[Aim of the task]:
Rewrite every line of the items below, text and answers alike, adding 118 to each x and y value of the answer point coordinates. Omit the pictures from your output.

[Data for the task]:
---
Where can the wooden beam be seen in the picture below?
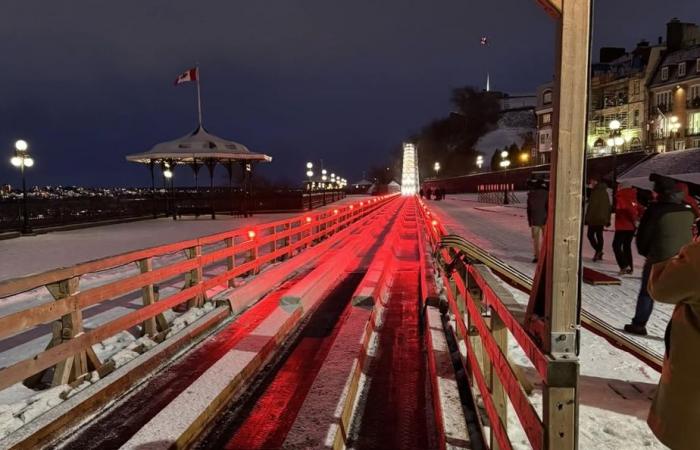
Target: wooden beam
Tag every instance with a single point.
(558, 278)
(150, 327)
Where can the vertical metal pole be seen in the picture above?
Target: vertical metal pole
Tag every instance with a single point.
(151, 166)
(199, 98)
(556, 294)
(25, 212)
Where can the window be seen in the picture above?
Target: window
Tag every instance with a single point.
(663, 100)
(547, 97)
(694, 97)
(694, 124)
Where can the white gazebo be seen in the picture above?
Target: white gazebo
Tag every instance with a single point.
(201, 148)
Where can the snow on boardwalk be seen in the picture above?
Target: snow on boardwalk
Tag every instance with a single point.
(615, 387)
(34, 254)
(503, 231)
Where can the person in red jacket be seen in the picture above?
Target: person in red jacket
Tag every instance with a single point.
(690, 201)
(627, 214)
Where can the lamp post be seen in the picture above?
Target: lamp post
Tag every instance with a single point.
(674, 126)
(505, 163)
(310, 173)
(22, 160)
(613, 142)
(168, 174)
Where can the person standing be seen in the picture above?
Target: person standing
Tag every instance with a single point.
(666, 226)
(675, 411)
(627, 212)
(598, 217)
(537, 214)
---
[Exercise output]:
Where can the wooden beam be seen in the picture below?
Target: wooden beam
Tag every instance with a single point.
(676, 396)
(268, 445)
Where can the vertical metal pole be seen in the picture above?
Target: vertical metal pole
Tag every instance with a single point.
(269, 284)
(317, 216)
(674, 412)
(143, 330)
Where can the window be seen in the picture above?
Target: window
Tag every instance with a single point.
(781, 218)
(665, 215)
(812, 215)
(812, 242)
Where can the white gazebo be seen in the picture above?
Target: white gazebo
Tag every instance with a single point.
(319, 266)
Where can the snow on boardwalk be seen in the picture above?
Target: snow on boardwalk
Tag every instance with a single point.
(733, 505)
(152, 372)
(621, 349)
Where can the person in red jacket be seen in the picture above?
Target: person in red jacket
Tag every instance with a single point.
(808, 319)
(745, 332)
Where can the lamp post be seen in the picture above?
Target: lamp post
Tag every instance with a single point.
(792, 244)
(623, 281)
(428, 291)
(140, 278)
(731, 260)
(286, 292)
Where can the person standing be seen in the picture above?
Target: person standing
Tag every instance with a single point.
(784, 344)
(793, 529)
(745, 330)
(716, 335)
(655, 332)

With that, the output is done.